___ STUDY TEXT

Scenario:  A disability insurance company is deciding claims for your employer’s disability plan…a plan they also insure.  The insurance company is deciding disability claims under its own insurance policy. 

Question:  Isn’t that a conflict of interest?

Image of Opposite Faces - Conflict of Interest

Insurers that decide claims under the insurance policies they write to fund ERISA plans have a conflict of interest.

Yes, it certainly is a conflict of interest.  The U.S. Supreme Court has clearly held that an insurance company which both funds an ERISA disability plan and decides disability claims for that same plan under its policy suffers from a conflict of interest which courts must consider when deciding ERISA cases.  There is an inherent conflict of interest when the insurance company is deciding claims which it is also paying from its own money.  This is actually called a “structural conflict of interest” by the courts that have written decisions about it.

______
___ DATA UNDER STUDY

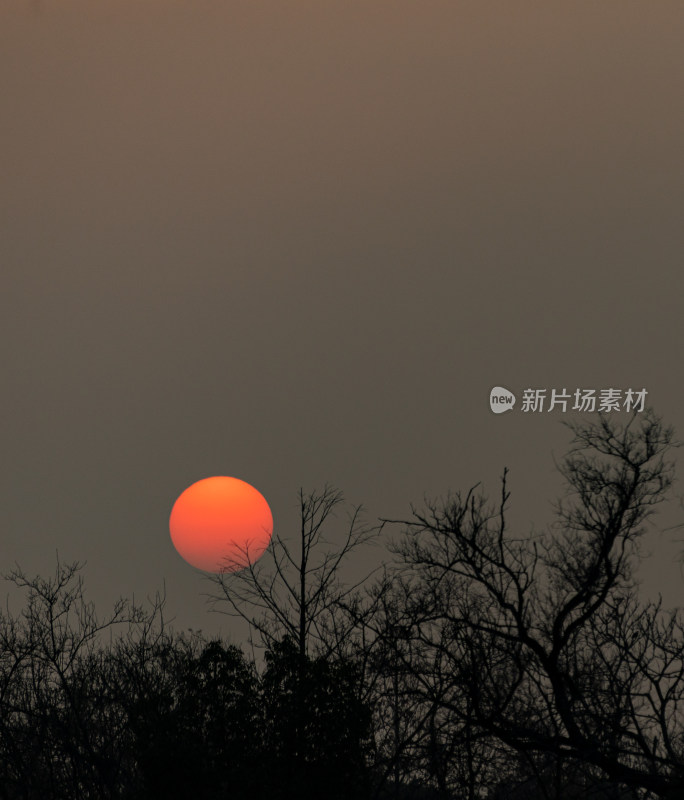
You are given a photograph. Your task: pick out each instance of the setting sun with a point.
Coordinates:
(221, 524)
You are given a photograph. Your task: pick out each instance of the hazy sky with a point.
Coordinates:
(298, 243)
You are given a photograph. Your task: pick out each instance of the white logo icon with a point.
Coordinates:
(501, 400)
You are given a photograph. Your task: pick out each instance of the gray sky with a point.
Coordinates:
(299, 242)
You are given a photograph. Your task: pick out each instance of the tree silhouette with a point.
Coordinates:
(548, 647)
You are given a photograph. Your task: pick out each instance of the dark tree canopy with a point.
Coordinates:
(482, 664)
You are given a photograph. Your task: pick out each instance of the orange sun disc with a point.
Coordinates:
(221, 524)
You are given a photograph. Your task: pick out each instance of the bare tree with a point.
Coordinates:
(295, 592)
(546, 644)
(59, 734)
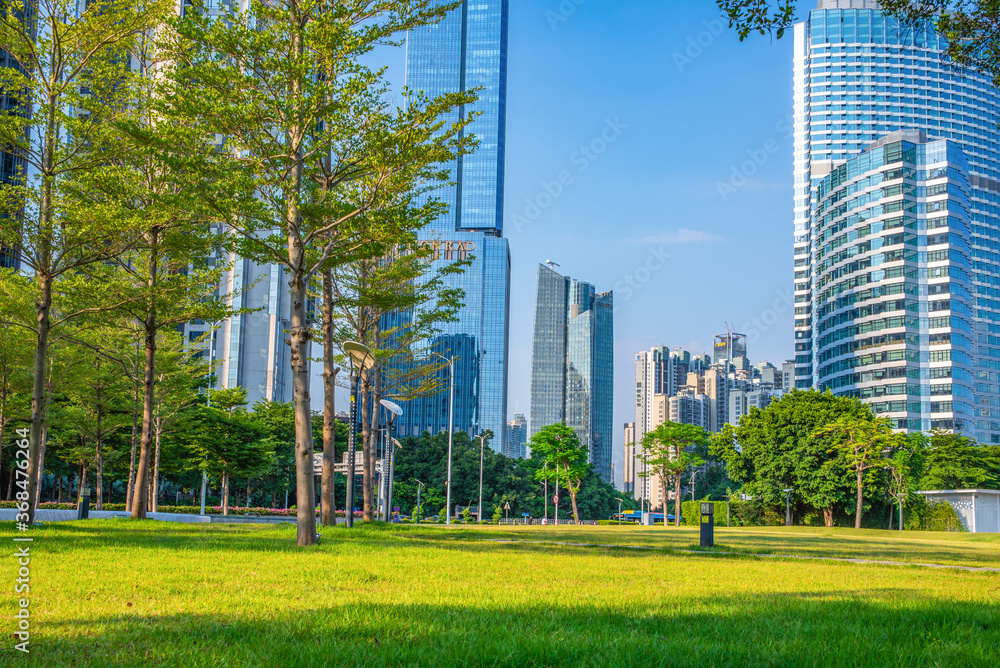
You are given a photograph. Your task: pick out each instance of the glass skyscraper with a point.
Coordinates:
(897, 225)
(572, 363)
(468, 50)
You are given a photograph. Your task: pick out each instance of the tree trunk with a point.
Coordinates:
(100, 456)
(305, 481)
(131, 466)
(677, 501)
(100, 477)
(857, 516)
(154, 502)
(43, 303)
(328, 504)
(663, 486)
(139, 500)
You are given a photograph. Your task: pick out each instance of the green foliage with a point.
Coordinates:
(933, 516)
(782, 447)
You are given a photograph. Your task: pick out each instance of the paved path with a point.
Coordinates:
(880, 562)
(48, 515)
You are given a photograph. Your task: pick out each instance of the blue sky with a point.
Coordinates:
(683, 201)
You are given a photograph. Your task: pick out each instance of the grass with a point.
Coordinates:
(122, 593)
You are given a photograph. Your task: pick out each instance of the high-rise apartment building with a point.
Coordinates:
(572, 362)
(465, 51)
(896, 221)
(628, 459)
(517, 437)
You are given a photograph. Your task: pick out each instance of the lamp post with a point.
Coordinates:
(208, 402)
(900, 496)
(361, 358)
(394, 444)
(451, 428)
(482, 447)
(394, 411)
(419, 485)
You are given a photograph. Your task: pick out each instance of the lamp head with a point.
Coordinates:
(391, 406)
(360, 354)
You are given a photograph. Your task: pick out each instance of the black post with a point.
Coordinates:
(708, 525)
(83, 508)
(351, 435)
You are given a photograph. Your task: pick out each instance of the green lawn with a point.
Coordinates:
(114, 592)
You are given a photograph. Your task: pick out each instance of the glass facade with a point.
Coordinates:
(517, 437)
(12, 168)
(468, 50)
(894, 286)
(572, 363)
(859, 77)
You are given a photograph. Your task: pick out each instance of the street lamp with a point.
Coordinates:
(392, 466)
(900, 496)
(362, 358)
(419, 485)
(482, 447)
(208, 402)
(394, 411)
(451, 428)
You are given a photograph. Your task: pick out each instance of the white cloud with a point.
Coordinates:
(684, 236)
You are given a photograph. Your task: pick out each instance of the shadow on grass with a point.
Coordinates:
(882, 628)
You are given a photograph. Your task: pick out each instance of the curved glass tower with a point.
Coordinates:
(858, 78)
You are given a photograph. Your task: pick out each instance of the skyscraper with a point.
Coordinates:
(250, 346)
(867, 276)
(465, 51)
(572, 363)
(517, 437)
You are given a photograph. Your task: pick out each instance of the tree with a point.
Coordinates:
(972, 27)
(558, 446)
(775, 449)
(861, 440)
(70, 82)
(667, 452)
(309, 143)
(906, 463)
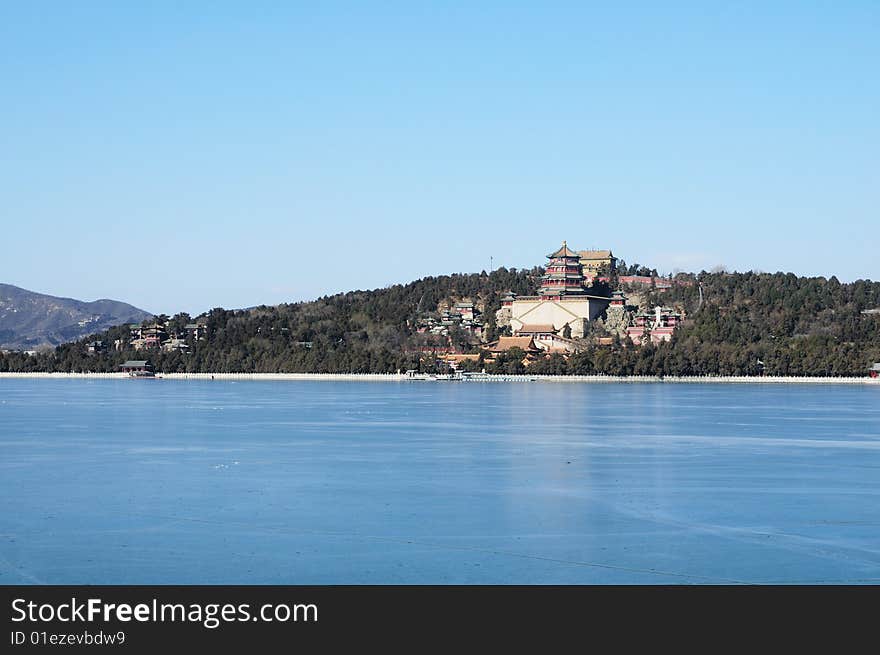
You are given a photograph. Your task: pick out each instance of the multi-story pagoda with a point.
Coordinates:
(564, 276)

______

» PROBLEM TO SOLVE:
Quote the passage on insurer conflicts of interest from "Insurers that decide" up to and including "decisions about it.".

» EXERCISE SOLUTION:
Insurers that decide claims under the insurance policies they write to fund ERISA plans have a conflict of interest.

Yes, it certainly is a conflict of interest.  The U.S. Supreme Court has clearly held that an insurance company which both funds an ERISA disability plan and decides disability claims for that same plan under its policy suffers from a conflict of interest which courts must consider when deciding ERISA cases.  There is an inherent conflict of interest when the insurance company is deciding claims which it is also paying from its own money.  This is actually called a “structural conflict of interest” by the courts that have written decisions about it.